## [SUPPLIED PASSAGE]
— begin —

Data-driven partial differential equation (PDE) discovery may link classical methods and modern machine learning methods. If the data-driven model is expressed in the form of differential equations, on the one hand, the classical analysis methods are applied. On the other hand, such a form is understandable by scientists in various application fields.
Single PDE discovery algorithms are usually applied sparse regression to the pre-defined library of terms. We proposed the evolutionary-based algorithm that allows combining evolutionary optimization and sparse regression to solve symbolic regression problems effectively.
Transfer to the multi-objective optimization makes the resulting model form more flexible. For example, the model’s complexity may be controlled, and the Pareto frontier of the model with different complexity and data reproduction levels may be obtained. In a more general multi-objective discovery algorithm case, the partial differential equations systems may be obtained.
Modern equation discovery methods usually treat systems as a single equation in a vector form . However, this restricts the application of the system discovery. Systems overall are not interesting since their amount used in modern physics is established and restricted. It is often of interest to obtain the forcing function or additional parametrizing equation, which is impossible in the vector form case. Regression methods are hardly applicable in non-vectorizable system discovery. Evolutionary multi-objective system discovery may give space for various applications since the system equations are discovered separately.
The paper describes the combined method that uses multi-objective co-evolutionary optimization (simultaneous equations and the system evolution) and the sparse regression to obtain the partial differential equations system.
The paper is structured as follows: Sec. II contains a brief review of the equation and their systems discovery algorithms; Sec. III is dedicated to the mathematical description of the multi-objective system discovery; Sec. IV describes the particular realization of the algorithm; Sec. V briefly highlights the results obtained on a synthetic data - two-dimensional Navier-Stokes equation solution; Sec. VI outlines the paper and also sketches the future work directions. All required data and code that are required to reproduce the results are available from the URL placed in Sec. VII
Ii Related work
and neural networks[3, 4].
Sparse regression consists of differential terms library definition and following sparse regression on the defined set. This approach has a speed drawback since the terms library should be as extensive as possible to cover all the possible differential equation types. The larger the set is, the slower is optimization process in sparse regression. However, this approach is well-developed and has different application areas.

— end —

## [INFORMATION SHOWN]
— begin —

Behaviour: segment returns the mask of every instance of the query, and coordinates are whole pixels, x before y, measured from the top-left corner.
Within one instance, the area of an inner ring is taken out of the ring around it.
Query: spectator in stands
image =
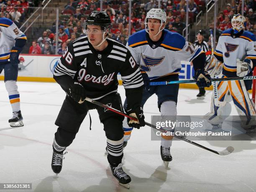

— end —

## [AIM]
For each statement below, decide whether it agrees with the passage on equation discovery. Answer yes or no, and quote the words of the passage that settle it.
1. Modern equation discovery methods usually handle a system as one equation in vector form.
2. Enlarging the library of terms speeds up the optimization in sparse regression.
3. In evolutionary multi-objective system discovery, the equations of a system are found together as a single vector.

## [ANSWER TO THE EXERCISE]
1. Yes: "Modern equation discovery methods usually treat systems as a single equation in a vector form"
2. No: "The larger the set is, the slower is optimization process in sparse regression."
3. No: "since the system equations are discovered separately"